| PROBLEM TO SOLVE |
Rewrite the records, from the very first line through the line containing "135], [85, 139]]", as a Markdown table with the columns Row and Line, numbering each line and skipping blank ones. Leave the pictures out.

| PROVIDED RECORDS |
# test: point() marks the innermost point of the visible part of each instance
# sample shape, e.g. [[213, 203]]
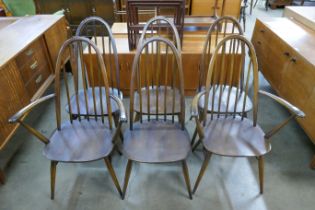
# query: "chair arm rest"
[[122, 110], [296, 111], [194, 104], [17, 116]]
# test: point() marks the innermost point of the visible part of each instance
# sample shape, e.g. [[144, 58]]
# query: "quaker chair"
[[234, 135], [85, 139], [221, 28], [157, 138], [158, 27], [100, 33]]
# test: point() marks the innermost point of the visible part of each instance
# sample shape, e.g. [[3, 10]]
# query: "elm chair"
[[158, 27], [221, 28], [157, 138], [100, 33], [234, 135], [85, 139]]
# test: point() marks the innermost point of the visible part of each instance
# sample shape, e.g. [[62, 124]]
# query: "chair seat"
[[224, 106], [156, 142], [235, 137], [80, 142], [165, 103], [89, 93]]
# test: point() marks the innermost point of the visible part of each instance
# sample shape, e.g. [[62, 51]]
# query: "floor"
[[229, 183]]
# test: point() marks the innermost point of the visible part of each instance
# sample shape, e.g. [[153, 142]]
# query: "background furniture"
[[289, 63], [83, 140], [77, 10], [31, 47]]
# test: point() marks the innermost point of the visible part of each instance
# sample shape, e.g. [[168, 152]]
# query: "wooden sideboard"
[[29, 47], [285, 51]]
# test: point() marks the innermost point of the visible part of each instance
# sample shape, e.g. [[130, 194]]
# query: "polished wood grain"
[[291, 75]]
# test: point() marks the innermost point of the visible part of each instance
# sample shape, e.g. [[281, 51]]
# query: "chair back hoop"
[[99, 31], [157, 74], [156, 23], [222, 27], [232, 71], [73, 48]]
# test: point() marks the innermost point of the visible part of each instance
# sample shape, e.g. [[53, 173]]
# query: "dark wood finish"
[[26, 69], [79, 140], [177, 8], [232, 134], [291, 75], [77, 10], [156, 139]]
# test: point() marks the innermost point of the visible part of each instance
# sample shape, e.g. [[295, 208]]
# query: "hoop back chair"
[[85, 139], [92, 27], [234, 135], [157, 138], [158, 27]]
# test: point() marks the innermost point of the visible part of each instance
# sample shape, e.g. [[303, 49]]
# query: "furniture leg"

| THE RESPONSE |
| Row | Line |
|---|---|
| 1 | # test: point() marks the innermost point of the visible part of each instance |
| 2 | # sample shape, e.g. [[213, 203]] |
| 3 | # query: "chair arm rest" |
| 4 | [[122, 110], [296, 111], [194, 104], [17, 116]] |
| 5 | # test: point() marks the innermost point of the visible part of each instance |
| 6 | # sample shape, e.g. [[144, 58]] |
| 7 | # query: "quaker chair" |
| 8 | [[234, 135], [85, 139], [221, 28], [157, 138], [158, 27], [100, 33]] |
| 9 | # test: point() marks the innermost point of the visible part of each instance |
| 10 | # sample shape, e.g. [[3, 10]] |
| 11 | # query: "elm chair" |
| 12 | [[158, 27], [221, 28], [157, 138], [100, 33], [234, 135], [85, 139]] |